Transformez toutes les lignes du matériel ci-dessous en liste numérotée, en omettant les lignes vides. Ne reprenez pas les images dans la réponse.
::::::::::
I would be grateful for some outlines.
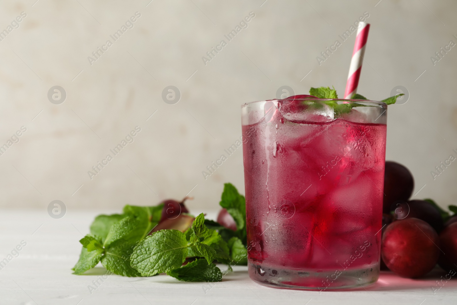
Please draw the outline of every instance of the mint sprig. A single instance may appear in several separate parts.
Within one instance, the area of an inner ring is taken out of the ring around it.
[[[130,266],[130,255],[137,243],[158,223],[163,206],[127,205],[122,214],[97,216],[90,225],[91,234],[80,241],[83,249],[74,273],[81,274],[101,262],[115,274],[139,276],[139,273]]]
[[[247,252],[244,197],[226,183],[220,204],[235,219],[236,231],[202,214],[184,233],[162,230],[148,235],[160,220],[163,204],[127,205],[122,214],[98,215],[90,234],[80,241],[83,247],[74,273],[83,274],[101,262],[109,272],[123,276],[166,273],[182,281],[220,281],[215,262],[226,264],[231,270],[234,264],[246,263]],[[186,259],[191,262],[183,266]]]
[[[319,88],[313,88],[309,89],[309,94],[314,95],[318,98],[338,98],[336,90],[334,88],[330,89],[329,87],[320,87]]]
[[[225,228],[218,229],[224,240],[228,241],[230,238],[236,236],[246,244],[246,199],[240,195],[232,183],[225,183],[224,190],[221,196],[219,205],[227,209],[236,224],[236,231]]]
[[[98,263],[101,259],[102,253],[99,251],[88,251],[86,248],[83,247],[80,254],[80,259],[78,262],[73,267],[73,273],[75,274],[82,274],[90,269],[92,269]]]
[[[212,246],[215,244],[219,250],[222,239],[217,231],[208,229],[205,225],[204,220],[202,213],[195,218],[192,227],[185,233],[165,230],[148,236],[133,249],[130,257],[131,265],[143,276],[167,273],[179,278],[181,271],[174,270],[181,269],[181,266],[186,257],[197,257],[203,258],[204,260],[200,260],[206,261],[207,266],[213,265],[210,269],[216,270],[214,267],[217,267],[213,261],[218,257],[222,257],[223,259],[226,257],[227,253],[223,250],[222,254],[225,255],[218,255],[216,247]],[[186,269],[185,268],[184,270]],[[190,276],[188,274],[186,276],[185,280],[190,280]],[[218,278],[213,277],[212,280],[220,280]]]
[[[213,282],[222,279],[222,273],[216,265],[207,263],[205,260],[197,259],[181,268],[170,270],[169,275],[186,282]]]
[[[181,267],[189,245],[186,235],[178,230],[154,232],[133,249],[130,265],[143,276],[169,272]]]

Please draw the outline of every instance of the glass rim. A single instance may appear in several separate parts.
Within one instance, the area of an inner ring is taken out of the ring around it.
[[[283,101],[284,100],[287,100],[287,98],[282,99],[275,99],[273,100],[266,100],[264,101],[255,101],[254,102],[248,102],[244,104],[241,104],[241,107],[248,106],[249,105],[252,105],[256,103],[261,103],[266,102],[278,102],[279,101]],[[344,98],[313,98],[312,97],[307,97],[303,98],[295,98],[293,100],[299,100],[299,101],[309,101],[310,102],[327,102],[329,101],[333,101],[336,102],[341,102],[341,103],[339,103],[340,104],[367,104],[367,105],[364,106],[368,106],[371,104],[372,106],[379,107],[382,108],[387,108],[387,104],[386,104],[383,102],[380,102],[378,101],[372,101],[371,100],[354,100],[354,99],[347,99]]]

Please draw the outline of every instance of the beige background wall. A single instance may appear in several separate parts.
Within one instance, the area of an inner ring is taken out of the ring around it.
::::::::::
### RÉPONSE
1. I would be grateful for some outlines.
2. Please draw the outline of every instance of the mint sprig. A single instance may appear in several separate parts.
3. Within one instance, the area of an inner ring is taken out of the ring around it.
4. [[[130,266],[130,255],[137,243],[158,223],[163,206],[127,205],[122,214],[97,216],[90,225],[91,234],[80,241],[83,249],[74,273],[81,274],[101,262],[115,274],[139,276],[139,273]]]
5. [[[247,252],[244,197],[226,183],[220,204],[235,219],[236,231],[202,214],[184,233],[162,230],[148,235],[160,220],[163,204],[127,205],[122,214],[98,215],[90,234],[80,241],[83,247],[74,273],[83,274],[101,262],[109,272],[123,276],[166,273],[182,281],[220,281],[215,262],[226,264],[231,270],[234,264],[246,263]],[[186,259],[191,262],[183,266]]]
6. [[[319,88],[313,88],[309,89],[309,94],[314,95],[318,98],[338,98],[336,90],[334,88],[330,89],[329,87],[320,87]]]
7. [[[225,228],[218,229],[224,240],[228,241],[230,238],[236,236],[246,244],[246,199],[240,195],[232,183],[225,183],[224,190],[221,196],[219,205],[227,209],[236,224],[236,231]]]
8. [[[98,263],[101,259],[102,253],[99,251],[88,251],[86,248],[83,247],[80,254],[80,259],[78,262],[73,267],[73,273],[75,274],[82,274],[90,269],[92,269]]]
9. [[[212,246],[215,244],[219,250],[222,239],[217,231],[208,229],[205,225],[204,220],[202,213],[195,218],[192,227],[185,233],[165,230],[148,236],[133,249],[130,257],[131,265],[143,276],[167,273],[179,278],[181,271],[174,270],[181,269],[181,266],[186,257],[197,257],[203,258],[204,260],[200,260],[206,261],[207,266],[213,265],[210,269],[216,270],[214,267],[217,267],[213,261],[218,257],[222,257],[223,259],[226,257],[227,253],[223,250],[222,254],[225,255],[218,255],[216,247]],[[186,269],[185,268],[184,270]],[[190,276],[188,274],[186,276],[185,280],[190,280]],[[218,278],[213,277],[212,280],[220,280]]]
10. [[[213,282],[222,279],[222,273],[216,265],[207,263],[205,260],[197,259],[181,268],[170,270],[169,275],[186,282]]]
11. [[[181,267],[189,245],[186,235],[178,230],[154,232],[133,249],[130,265],[143,276],[169,272]]]
12. Please draw the outline of every instance of the glass rim. A single instance may appear in several separate parts.
13. Within one instance, the area of an inner ring is taken out of the ring around it.
14. [[[283,101],[284,100],[287,100],[287,98],[282,99],[275,99],[273,100],[266,100],[264,101],[255,101],[254,102],[248,102],[244,104],[241,104],[241,107],[248,106],[249,105],[252,105],[256,103],[261,103],[266,102],[278,102],[279,101]],[[344,98],[313,98],[312,97],[307,97],[303,98],[295,98],[293,100],[299,100],[299,101],[309,101],[310,102],[327,102],[329,101],[333,101],[336,102],[341,102],[341,103],[339,103],[340,104],[367,104],[367,105],[364,106],[368,106],[371,104],[372,106],[379,107],[382,108],[387,108],[387,104],[386,104],[383,102],[380,102],[378,101],[372,101],[371,100],[354,100],[354,99],[347,99]]]
15. Please draw the outline of every instance of the beige background wall. A single instance may appear in several separate parts.
16. Within one instance, the area of an inner ring is taken out of the ring around it.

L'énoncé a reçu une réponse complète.